-- Begin Extracted information --
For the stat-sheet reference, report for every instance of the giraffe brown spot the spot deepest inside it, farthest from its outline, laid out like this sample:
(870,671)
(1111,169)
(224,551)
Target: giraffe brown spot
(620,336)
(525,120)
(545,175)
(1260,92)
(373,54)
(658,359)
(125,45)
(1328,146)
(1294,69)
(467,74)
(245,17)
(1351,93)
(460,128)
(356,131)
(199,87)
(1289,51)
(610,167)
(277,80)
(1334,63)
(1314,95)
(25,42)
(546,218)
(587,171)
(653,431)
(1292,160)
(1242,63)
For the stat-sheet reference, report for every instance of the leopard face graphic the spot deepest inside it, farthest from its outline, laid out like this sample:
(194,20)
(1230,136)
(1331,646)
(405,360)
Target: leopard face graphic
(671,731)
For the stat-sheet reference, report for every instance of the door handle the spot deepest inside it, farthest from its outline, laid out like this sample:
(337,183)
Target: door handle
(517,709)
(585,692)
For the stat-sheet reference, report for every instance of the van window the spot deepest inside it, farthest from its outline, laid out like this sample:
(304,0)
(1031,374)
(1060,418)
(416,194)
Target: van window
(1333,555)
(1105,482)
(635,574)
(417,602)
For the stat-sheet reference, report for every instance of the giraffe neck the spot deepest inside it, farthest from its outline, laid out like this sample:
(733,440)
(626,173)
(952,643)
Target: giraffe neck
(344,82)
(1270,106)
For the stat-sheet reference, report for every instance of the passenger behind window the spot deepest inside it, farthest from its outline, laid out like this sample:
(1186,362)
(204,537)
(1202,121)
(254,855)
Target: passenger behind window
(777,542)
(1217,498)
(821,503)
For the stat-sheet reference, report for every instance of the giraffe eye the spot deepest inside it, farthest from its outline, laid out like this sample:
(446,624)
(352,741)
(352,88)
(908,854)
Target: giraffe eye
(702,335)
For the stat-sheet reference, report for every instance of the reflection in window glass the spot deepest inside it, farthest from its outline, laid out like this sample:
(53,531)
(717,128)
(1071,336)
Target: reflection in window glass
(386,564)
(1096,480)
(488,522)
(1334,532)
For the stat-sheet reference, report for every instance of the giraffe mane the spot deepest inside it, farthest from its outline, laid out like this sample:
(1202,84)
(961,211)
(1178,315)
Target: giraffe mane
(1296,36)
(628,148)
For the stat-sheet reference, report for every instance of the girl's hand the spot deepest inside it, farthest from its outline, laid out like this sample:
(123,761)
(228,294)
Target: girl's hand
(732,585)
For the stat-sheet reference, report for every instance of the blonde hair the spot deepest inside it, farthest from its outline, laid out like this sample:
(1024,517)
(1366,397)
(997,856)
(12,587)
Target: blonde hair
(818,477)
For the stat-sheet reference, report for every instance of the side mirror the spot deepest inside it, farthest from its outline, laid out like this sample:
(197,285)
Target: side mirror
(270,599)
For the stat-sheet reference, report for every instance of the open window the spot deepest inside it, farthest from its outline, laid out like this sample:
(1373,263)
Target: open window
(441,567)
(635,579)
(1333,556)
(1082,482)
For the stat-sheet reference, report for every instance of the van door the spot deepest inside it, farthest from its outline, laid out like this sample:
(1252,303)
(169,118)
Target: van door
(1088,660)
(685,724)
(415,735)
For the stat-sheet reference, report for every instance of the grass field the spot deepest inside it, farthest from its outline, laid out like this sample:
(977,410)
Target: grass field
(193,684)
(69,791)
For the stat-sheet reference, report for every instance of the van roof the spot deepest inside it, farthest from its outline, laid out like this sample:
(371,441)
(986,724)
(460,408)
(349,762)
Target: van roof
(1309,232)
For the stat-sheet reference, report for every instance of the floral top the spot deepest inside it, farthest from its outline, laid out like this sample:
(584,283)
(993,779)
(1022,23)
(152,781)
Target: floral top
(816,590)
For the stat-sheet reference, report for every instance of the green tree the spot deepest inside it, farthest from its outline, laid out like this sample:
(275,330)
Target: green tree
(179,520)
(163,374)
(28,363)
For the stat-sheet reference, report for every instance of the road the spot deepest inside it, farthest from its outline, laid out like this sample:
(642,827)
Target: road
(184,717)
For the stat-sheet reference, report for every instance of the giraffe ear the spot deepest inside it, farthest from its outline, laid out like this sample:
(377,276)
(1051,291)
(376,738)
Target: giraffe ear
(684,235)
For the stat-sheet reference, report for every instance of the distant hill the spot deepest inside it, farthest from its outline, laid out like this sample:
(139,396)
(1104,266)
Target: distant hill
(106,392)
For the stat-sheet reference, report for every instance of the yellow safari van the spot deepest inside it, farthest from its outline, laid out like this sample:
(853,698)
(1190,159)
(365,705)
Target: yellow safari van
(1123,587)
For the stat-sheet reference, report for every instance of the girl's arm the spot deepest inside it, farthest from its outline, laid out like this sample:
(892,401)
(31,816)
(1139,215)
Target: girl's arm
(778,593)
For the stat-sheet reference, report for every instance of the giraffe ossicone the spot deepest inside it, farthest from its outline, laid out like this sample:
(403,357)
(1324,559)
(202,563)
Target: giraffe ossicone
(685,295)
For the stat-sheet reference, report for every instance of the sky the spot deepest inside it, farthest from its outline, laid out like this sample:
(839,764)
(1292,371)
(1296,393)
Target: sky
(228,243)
-- End Extracted information --
-- Begin Extracted information --
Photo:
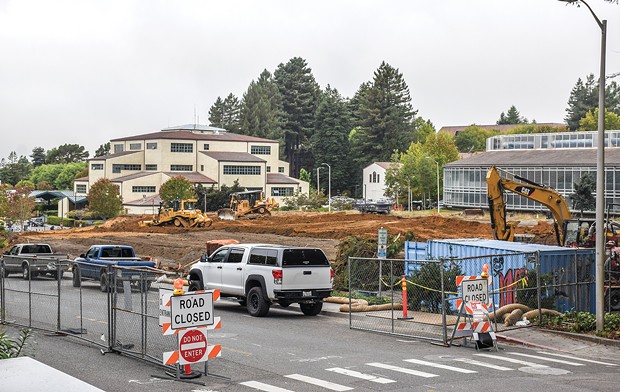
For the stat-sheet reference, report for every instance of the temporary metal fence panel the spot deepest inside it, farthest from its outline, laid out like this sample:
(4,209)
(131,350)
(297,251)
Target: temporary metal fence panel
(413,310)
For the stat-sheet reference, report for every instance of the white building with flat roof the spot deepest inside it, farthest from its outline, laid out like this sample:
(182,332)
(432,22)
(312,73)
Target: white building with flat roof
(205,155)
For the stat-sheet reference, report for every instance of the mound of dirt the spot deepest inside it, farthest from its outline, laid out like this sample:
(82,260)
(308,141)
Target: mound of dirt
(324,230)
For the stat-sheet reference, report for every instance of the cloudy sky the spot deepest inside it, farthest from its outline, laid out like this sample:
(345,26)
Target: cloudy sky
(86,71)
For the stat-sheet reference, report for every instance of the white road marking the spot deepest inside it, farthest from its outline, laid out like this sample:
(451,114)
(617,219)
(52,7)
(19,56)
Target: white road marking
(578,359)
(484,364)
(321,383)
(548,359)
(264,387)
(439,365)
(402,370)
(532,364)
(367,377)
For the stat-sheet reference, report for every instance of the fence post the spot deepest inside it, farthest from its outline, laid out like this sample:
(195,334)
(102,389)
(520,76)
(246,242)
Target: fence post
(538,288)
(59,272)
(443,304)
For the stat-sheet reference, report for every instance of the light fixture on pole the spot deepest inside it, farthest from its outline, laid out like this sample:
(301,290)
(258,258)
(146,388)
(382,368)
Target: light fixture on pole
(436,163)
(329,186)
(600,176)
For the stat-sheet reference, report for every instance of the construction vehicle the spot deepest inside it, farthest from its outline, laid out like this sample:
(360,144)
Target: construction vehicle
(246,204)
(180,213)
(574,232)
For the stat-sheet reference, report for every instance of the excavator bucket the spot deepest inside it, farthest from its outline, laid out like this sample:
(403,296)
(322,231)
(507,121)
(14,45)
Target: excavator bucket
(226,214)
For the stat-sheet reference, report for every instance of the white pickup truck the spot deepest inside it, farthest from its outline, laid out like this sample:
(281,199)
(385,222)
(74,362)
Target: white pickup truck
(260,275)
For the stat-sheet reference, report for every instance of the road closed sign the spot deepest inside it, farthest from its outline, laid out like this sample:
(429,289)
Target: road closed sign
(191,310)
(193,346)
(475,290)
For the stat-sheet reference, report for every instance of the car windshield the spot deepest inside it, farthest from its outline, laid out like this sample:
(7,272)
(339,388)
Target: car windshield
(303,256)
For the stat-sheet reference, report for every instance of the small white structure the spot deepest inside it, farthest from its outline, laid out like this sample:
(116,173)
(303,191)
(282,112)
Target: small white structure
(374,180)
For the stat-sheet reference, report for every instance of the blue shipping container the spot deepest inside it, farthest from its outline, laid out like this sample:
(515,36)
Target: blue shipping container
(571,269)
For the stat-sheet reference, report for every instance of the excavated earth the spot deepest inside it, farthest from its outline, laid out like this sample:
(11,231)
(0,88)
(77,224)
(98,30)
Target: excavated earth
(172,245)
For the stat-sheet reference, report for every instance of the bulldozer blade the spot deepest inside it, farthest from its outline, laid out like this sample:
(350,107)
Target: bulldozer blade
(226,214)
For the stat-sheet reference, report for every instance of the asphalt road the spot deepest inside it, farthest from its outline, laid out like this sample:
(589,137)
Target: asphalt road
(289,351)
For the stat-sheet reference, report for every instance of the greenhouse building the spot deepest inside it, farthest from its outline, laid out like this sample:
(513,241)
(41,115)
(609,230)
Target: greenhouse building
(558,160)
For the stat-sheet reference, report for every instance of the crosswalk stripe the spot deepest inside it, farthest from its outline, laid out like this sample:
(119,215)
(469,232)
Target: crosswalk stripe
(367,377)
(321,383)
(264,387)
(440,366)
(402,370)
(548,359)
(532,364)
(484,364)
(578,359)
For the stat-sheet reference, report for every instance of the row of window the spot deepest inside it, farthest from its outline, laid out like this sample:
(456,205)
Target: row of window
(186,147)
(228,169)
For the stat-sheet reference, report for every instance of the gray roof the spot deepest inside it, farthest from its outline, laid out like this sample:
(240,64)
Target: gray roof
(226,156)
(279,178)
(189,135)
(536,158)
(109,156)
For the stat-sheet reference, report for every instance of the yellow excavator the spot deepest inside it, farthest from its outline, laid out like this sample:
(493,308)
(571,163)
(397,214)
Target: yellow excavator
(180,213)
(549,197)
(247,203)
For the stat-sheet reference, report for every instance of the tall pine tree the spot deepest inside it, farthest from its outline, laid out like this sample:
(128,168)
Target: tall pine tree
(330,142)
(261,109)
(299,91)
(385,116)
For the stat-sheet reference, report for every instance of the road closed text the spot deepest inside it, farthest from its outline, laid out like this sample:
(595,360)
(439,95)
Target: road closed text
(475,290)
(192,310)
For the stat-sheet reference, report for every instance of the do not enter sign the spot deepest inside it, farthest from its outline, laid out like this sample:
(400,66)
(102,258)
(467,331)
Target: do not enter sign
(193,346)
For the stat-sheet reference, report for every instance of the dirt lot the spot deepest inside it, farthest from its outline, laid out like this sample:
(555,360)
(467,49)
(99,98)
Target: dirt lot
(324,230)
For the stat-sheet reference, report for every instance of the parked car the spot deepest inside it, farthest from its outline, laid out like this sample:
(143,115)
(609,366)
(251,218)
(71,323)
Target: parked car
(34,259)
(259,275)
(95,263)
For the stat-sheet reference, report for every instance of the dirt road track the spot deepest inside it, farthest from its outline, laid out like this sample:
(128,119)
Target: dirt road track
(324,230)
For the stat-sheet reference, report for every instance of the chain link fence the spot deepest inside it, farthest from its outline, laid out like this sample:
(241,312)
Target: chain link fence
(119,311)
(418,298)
-- End Extracted information --
-- Begin Extracted information --
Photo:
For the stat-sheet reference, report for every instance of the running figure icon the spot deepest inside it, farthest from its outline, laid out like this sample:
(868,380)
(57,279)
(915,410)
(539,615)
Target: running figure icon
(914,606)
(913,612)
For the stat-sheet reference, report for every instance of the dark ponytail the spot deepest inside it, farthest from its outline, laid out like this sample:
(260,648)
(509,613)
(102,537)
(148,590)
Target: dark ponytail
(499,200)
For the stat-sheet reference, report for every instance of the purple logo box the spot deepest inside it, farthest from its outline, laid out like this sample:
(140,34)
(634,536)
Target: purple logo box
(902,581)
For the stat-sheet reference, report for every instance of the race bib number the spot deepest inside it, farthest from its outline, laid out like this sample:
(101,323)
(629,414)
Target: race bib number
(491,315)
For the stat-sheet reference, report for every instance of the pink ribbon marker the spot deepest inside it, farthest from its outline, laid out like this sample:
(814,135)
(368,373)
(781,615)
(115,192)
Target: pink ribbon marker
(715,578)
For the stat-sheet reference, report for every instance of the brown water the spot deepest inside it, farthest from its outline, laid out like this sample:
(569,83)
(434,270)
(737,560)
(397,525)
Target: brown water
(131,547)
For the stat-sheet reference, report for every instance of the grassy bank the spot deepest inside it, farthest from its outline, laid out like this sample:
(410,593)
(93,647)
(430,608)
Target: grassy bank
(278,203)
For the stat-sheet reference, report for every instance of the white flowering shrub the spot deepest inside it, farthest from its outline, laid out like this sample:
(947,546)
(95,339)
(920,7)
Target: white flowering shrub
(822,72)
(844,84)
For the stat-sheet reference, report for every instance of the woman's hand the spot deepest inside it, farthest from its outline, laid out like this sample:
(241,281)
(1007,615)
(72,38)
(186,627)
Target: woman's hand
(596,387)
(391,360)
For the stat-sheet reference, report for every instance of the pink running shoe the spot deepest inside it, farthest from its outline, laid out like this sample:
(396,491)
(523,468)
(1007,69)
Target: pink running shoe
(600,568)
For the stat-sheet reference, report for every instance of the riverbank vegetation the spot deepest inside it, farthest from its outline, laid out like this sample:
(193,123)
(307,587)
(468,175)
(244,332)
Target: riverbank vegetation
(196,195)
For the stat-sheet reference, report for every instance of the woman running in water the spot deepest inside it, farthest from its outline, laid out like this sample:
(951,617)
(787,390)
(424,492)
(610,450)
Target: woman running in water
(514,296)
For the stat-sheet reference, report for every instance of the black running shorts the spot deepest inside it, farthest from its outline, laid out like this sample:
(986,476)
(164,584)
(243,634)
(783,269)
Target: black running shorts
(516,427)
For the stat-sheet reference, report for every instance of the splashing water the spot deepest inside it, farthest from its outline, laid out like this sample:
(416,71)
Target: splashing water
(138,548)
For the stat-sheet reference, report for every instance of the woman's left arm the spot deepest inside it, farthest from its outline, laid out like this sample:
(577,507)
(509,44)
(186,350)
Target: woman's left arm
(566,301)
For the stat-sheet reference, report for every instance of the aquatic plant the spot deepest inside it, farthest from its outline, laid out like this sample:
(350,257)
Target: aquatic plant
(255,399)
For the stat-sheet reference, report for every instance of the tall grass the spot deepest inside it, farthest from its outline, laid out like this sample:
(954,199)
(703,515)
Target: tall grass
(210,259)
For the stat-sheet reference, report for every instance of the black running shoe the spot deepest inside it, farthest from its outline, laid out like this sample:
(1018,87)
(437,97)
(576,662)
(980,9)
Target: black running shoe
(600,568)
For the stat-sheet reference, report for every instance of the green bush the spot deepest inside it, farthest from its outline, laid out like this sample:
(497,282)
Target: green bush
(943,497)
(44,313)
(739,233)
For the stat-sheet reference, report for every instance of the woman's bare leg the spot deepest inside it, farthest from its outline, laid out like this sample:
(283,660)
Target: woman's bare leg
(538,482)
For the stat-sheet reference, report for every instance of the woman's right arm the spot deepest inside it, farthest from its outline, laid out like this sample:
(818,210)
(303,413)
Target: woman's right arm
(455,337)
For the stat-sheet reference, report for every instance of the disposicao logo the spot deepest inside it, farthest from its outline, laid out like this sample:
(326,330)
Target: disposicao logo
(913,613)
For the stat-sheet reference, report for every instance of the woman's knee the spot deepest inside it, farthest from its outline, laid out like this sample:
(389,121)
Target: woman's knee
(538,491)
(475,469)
-- End Extracted information --
_What is required_.
Gather every line of the items that contains the string "field".

_Solution for this problem_.
For the stat-sheet reference, report for every instance of the grass field the spot deepest inside it, farthest from its outline, laid out like this sample:
Target: grass field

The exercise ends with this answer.